Thin film solar cells on flexible substrates are today limited to amorphous silicon on a thin metal foil (usually stainless steel) and copper indium gallium diselenide (CIGS) on metal or polyimide foils. Undoubtedly, there will be other types of solar cell materials suitable for use on flexible substrates available at some time in the future. Thin film cadmium telluride solar cells are currently produced only on glass. To be useful in a solar power system, any type of solar cell must be electrically interconnected serially with other similar solar cells to raise the voltage levels and minimize I2R losses due to high currents. Cells deposited on rigid sheets of glass generally use a system of scribes applied between different process steps and at specific locations to interconnect the cells over the entire sheet. This procedure is called “monolithic integration”. Such a method is difficult to implement on flexible substrates because of the accuracy required for both the placement and depth of the scribes. Additionally, flexible substrates enable roll-to-roll processing which can become less desirable economically if the process is interrupted to implement the scribing operations even if they could be readily done.
Traditional crystalline or polycrystalline silicon solar cells are formed on individual wafers, which then must be interconnected. Current collecting grids and buss bars are usually formed by screen-printing a pattern with silver bearing inks that are subsequently cured at high temperatures (on the order of 700° C.). The traditional grid pattern consists of a series of fine straight and parallel lines spaced a few millimeters apart with two or three wider lines (buss bars) running perpendicular to the pattern of fine lines. The resulting structure provides a surface on the buss bars to which interconnecting tabs can be attached by conventional soldering methods. The cell current is collected by the relatively narrow grids and transmitted to the relatively wider buss bars which then become the connection points to the next cell. An advantage of this method over monolithic integration is that the cells can be tested and sorted for performance prior to module build. In this way the module performance is not limited by the lowest performing cell in the string.
The same method applied to thin film flexible solar cells has met with only limited success. At least two problems are generally encountered. First, the thin film cells cannot survive the high temperatures needed to adequately cure the silver inks. As a result of lower curing temperatures some of the ink carriers and solvents remain in the grid line structure, which lowers the conductivity and severely limits the solderability of the printed buss bars. Alternatively, the interconnection may be made with conductive epoxies, but the method is mechanically and electrically inferior to soldering. Secondly, since the surface finish of useful flexible substrates is much rougher than that of glass or silicon wafers, many more defects exist which can become shunt sites if conductive ink is allowed to flow into them. This problem can be somewhat mitigated by first printing a much less conductive material, like a carbon ink to initially fill the defects, and then over printing with the silver ink. Consistently good results are very difficult to achieve, since anything short of perfect registration causes extra shading loss as well as increased potential shunting. In addition the cost of the materials and equipment is relatively high.

## QUESTIONS ON THE MATERIAL:
• A. In the passage on solar cell interconnection, what name is given to the procedure of applying scribes to interconnect cells across an entire glass sheet?
• B. Translate this sentence from the passage on solar cell interconnection into Spanish: "Thin film cadmium telluride solar cells are currently produced only on glass."
• C. Carry on the passage on solar cell interconnection, picking up right after its final sentence.
You can complete every task here from the passage on solar cell interconnection alone, without the records.

## EXTRACTED RECORDS:
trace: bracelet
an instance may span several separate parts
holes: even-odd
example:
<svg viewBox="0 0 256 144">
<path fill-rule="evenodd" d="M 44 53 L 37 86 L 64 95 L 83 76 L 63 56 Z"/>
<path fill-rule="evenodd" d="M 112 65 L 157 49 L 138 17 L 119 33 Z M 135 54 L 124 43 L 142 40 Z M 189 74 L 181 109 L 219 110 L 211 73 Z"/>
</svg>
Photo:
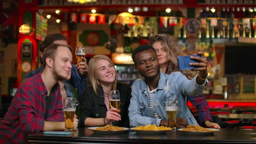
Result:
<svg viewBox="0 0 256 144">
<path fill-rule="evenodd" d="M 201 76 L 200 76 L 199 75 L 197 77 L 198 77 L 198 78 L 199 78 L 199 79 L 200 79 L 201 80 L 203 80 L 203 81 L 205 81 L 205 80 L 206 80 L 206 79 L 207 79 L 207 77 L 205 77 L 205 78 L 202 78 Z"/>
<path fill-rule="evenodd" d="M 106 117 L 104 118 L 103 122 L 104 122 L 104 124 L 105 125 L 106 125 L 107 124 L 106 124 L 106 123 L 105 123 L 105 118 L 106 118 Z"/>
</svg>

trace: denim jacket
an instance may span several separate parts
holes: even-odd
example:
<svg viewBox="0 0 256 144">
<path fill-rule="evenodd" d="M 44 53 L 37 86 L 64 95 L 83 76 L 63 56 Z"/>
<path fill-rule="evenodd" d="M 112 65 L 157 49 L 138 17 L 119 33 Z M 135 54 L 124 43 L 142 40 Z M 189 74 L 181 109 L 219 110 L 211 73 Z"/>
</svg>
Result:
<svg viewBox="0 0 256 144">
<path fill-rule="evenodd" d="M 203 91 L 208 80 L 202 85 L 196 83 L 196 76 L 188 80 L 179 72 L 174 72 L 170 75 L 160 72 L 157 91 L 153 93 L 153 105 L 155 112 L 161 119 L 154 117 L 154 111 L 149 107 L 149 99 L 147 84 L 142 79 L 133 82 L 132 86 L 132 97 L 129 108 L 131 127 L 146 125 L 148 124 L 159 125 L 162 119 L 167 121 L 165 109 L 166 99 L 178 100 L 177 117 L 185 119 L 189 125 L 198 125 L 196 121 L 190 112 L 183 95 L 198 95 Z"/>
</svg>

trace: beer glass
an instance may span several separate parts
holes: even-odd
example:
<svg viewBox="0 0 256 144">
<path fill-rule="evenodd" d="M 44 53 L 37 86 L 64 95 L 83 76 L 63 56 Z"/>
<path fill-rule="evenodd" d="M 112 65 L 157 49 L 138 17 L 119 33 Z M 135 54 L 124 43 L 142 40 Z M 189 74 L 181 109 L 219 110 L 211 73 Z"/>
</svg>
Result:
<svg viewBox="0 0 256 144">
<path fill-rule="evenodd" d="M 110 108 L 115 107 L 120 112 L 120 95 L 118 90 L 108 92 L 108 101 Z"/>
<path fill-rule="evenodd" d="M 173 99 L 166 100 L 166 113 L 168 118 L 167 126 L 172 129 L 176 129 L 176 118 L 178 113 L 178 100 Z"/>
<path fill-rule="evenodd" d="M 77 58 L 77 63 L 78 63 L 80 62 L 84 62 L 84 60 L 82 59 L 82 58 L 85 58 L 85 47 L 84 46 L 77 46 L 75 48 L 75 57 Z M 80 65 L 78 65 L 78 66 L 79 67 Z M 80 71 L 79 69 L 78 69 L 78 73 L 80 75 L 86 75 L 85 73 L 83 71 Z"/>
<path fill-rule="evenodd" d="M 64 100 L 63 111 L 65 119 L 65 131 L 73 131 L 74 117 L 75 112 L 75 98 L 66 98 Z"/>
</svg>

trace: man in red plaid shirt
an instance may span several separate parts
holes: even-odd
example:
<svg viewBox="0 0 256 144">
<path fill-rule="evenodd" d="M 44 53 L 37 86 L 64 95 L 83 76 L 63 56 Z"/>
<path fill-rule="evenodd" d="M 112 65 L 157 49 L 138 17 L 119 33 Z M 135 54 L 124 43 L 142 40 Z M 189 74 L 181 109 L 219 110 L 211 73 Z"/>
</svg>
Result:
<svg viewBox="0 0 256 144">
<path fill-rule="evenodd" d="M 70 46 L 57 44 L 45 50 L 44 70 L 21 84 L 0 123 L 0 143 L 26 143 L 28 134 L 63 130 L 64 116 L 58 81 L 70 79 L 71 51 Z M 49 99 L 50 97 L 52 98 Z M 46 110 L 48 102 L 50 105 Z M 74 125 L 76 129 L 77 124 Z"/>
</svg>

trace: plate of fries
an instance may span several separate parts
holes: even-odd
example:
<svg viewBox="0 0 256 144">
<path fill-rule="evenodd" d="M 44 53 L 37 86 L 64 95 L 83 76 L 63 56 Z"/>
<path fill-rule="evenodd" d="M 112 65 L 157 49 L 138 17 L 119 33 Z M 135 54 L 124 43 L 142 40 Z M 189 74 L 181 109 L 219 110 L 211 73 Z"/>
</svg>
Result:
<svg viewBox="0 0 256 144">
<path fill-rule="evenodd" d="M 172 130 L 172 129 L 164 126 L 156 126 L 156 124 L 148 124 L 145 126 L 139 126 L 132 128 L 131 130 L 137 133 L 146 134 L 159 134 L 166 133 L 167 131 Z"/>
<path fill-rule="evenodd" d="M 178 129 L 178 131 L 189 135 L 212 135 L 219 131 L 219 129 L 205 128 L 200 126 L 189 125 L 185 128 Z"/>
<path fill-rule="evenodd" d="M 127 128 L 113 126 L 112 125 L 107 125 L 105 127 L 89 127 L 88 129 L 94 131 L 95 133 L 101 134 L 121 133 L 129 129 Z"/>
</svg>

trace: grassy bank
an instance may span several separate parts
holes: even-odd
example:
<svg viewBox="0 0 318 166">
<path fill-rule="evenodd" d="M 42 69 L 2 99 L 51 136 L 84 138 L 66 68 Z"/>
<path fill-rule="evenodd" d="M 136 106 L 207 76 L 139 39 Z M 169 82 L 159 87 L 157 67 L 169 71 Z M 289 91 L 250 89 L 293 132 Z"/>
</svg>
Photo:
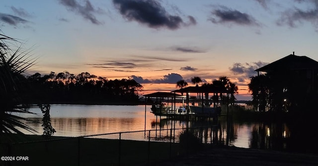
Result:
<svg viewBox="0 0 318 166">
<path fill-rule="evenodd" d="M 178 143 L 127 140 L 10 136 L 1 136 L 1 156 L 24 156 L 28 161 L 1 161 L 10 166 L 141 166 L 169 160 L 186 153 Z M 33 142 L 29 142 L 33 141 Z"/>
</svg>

## EXERCISE RESULTS:
• A. Monolithic integration.

• B. Actualmente, las células solares de película delgada de telururo de cadmio se fabrican solo sobre vidrio.

• C.
U.S. Pat. No. 5,474,622, which is entirely incorporated herein by reference, teaches using metallic wires as grids, but with the wires coated with carbon fibers of sufficient length to avoid being forced into defects. In this method the wires were attached to the top electrode (transparent conductive oxide or TCO) of the thin film amorphous silicon solar cells during the process of laminating them into modules. In effect the previous art of printing a carbon based ink pattern first is replaced with carbon fibers that have much less chance of causing shunts in film/substrate defects and at the same time provide a fusing type of protection against sustained heavy shunt currents. The wire size and spacing must be selected so as to carry the current generated by the cell without generating significant resistive losses.
U.S. Pat. Nos. 4,260,429 and 4,283,591, which are entirely incorporated herein by reference, teach coating conductive wires with a polymer that contained conducting particles. Problems with defect-induced shunts could still exist because of smaller conductive particles in the distribution, and improvements were put forth in U.S. Pat. No. 6,472,594, which is entirely incorporated herein by reference.
Regardless of the detailed way in which the possible shunt paths are dealt with when applying the conductive grids to flexible solar cells, no comprehensive, automated, and economical interconnection scheme has been developed for flexible solar cells which possesses many of the automated features of monolithic integration on rigid glass. It is the purpose of the present invention to present an improved interconnect scheme which might be referred to as “pseudo monolithic integration” suitable for automated implementation for flexible solar cells.